PROVIDED DATA START

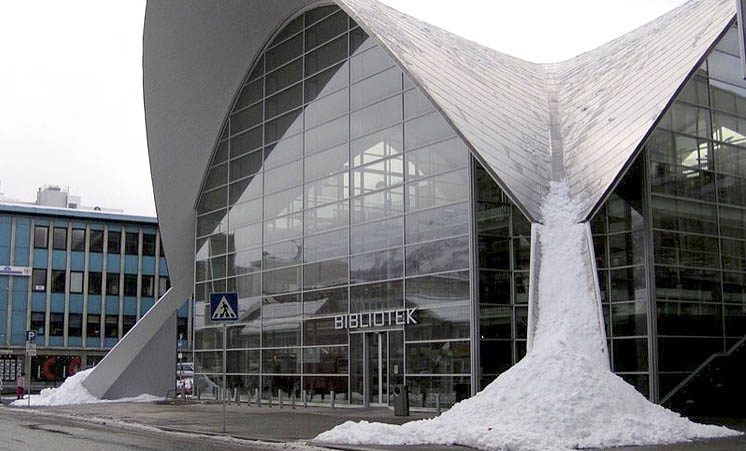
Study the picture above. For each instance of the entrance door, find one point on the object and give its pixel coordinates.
(375, 346)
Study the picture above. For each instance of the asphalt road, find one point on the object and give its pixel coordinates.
(24, 430)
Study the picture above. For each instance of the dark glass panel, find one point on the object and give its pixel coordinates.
(285, 308)
(327, 245)
(242, 361)
(281, 280)
(246, 119)
(326, 163)
(283, 254)
(629, 319)
(440, 323)
(283, 77)
(375, 117)
(378, 145)
(322, 332)
(323, 57)
(377, 266)
(449, 357)
(283, 126)
(441, 290)
(326, 360)
(326, 274)
(438, 256)
(377, 296)
(495, 321)
(280, 361)
(325, 30)
(630, 354)
(377, 87)
(325, 302)
(284, 52)
(326, 82)
(246, 142)
(686, 318)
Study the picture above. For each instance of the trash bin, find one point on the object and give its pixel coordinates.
(400, 399)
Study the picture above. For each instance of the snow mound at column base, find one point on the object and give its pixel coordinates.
(561, 395)
(72, 392)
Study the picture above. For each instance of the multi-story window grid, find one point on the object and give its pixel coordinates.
(335, 188)
(690, 259)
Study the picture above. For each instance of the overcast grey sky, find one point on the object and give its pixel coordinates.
(71, 109)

PROVIDED DATA END

Copy exactly. Start at the line containing "Study the picture above. For each instance of the overcast" and continue through the last line of the records.

Study the picture above. For each instance of the overcast grey sky, find one point on the object and give its pixel coordinates.
(71, 109)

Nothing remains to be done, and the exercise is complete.